• AIM OF THE TASK: Repeat the entries shown below with every word and mark intact.

• DATA EXTRACTS:
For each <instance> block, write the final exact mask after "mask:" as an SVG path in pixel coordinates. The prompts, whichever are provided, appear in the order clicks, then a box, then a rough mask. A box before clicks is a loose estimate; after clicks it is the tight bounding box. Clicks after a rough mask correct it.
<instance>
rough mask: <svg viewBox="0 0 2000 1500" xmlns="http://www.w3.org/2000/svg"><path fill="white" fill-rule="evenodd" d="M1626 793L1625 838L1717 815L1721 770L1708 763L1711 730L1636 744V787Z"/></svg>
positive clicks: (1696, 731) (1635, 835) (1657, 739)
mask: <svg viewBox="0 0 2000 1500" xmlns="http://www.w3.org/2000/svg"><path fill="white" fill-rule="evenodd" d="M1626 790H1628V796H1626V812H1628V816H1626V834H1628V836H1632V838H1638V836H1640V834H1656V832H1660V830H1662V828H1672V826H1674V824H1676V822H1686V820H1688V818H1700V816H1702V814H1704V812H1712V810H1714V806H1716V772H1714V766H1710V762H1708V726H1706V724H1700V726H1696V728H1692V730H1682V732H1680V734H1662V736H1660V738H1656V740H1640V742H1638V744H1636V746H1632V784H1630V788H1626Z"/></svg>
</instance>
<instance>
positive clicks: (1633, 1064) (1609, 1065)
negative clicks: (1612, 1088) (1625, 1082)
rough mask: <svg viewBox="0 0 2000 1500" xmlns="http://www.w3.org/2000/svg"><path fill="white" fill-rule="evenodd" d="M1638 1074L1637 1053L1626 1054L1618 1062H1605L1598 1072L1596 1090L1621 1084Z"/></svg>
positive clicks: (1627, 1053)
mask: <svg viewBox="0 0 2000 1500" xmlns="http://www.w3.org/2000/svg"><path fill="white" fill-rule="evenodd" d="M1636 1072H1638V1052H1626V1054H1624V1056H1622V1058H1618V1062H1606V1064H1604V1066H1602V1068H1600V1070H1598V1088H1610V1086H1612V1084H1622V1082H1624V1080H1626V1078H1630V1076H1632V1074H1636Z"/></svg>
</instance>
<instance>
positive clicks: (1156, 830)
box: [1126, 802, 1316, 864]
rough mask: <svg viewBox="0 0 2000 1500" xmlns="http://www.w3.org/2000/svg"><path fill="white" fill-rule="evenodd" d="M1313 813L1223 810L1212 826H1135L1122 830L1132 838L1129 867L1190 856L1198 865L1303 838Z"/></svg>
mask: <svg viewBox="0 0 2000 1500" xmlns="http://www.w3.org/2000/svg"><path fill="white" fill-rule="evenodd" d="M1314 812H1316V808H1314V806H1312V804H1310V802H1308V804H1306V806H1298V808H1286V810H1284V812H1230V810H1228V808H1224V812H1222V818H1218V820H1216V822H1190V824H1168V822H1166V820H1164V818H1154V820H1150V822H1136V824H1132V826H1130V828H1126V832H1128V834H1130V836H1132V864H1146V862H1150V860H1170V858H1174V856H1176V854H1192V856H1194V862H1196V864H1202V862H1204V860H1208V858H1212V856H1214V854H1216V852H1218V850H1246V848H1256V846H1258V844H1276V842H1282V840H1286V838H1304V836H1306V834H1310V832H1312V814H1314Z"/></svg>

• YOUR SOLUTION:
For each <instance> block, write the final exact mask after "mask:" as an SVG path in pixel coordinates. The prompts, whichever are provided, appear in the order clicks, then a box, then a rough mask. A box before clicks is a loose estimate; after clicks it is the tight bounding box. Clicks after a rough mask correct it.
<instance>
rough mask: <svg viewBox="0 0 2000 1500" xmlns="http://www.w3.org/2000/svg"><path fill="white" fill-rule="evenodd" d="M1626 793L1625 838L1717 815L1721 770L1708 763L1711 730L1636 744V787Z"/></svg>
positive clicks: (1696, 731) (1635, 835) (1657, 739)
mask: <svg viewBox="0 0 2000 1500" xmlns="http://www.w3.org/2000/svg"><path fill="white" fill-rule="evenodd" d="M1626 790H1628V796H1626V812H1628V816H1626V834H1628V836H1632V838H1638V836H1640V834H1656V832H1660V830H1662V828H1672V826H1674V824H1676V822H1686V820H1688V818H1700V816H1702V814H1704V812H1712V810H1714V806H1716V772H1714V766H1710V762H1708V726H1706V724H1700V726H1696V728H1692V730H1682V732H1680V734H1662V736H1660V738H1656V740H1640V742H1638V744H1636V746H1632V784H1630V788H1626Z"/></svg>
</instance>
<instance>
positive clicks: (1633, 1064) (1609, 1065)
negative clicks: (1612, 1088) (1625, 1082)
rough mask: <svg viewBox="0 0 2000 1500" xmlns="http://www.w3.org/2000/svg"><path fill="white" fill-rule="evenodd" d="M1638 1074L1637 1053L1626 1054L1618 1062H1605L1598 1072L1596 1090L1621 1084Z"/></svg>
positive clicks: (1627, 1053)
mask: <svg viewBox="0 0 2000 1500" xmlns="http://www.w3.org/2000/svg"><path fill="white" fill-rule="evenodd" d="M1636 1072H1638V1052H1626V1054H1624V1056H1622V1058H1618V1062H1606V1064H1604V1066H1602V1068H1600V1070H1598V1088H1610V1086H1612V1084H1622V1082H1624V1080H1626V1078H1630V1076H1632V1074H1636Z"/></svg>
</instance>
<instance>
positive clicks: (1156, 830)
box: [1126, 802, 1316, 864]
rough mask: <svg viewBox="0 0 2000 1500" xmlns="http://www.w3.org/2000/svg"><path fill="white" fill-rule="evenodd" d="M1313 813L1223 810L1212 826H1135L1122 830L1132 838L1129 867L1190 856L1198 865L1303 838Z"/></svg>
mask: <svg viewBox="0 0 2000 1500" xmlns="http://www.w3.org/2000/svg"><path fill="white" fill-rule="evenodd" d="M1314 812H1316V808H1314V806H1312V804H1310V802H1308V804H1306V806H1298V808H1286V810H1284V812H1230V810H1228V808H1224V812H1222V818H1218V820H1216V822H1190V824H1168V822H1166V820H1164V818H1154V820H1150V822H1136V824H1132V826H1130V828H1126V832H1128V834H1130V836H1132V864H1146V862H1150V860H1170V858H1174V856H1176V854H1192V856H1194V862H1196V864H1202V862H1204V860H1208V858H1212V856H1214V854H1216V852H1218V850H1246V848H1256V846H1258V844H1276V842H1282V840H1286V838H1304V836H1306V834H1310V832H1312V814H1314Z"/></svg>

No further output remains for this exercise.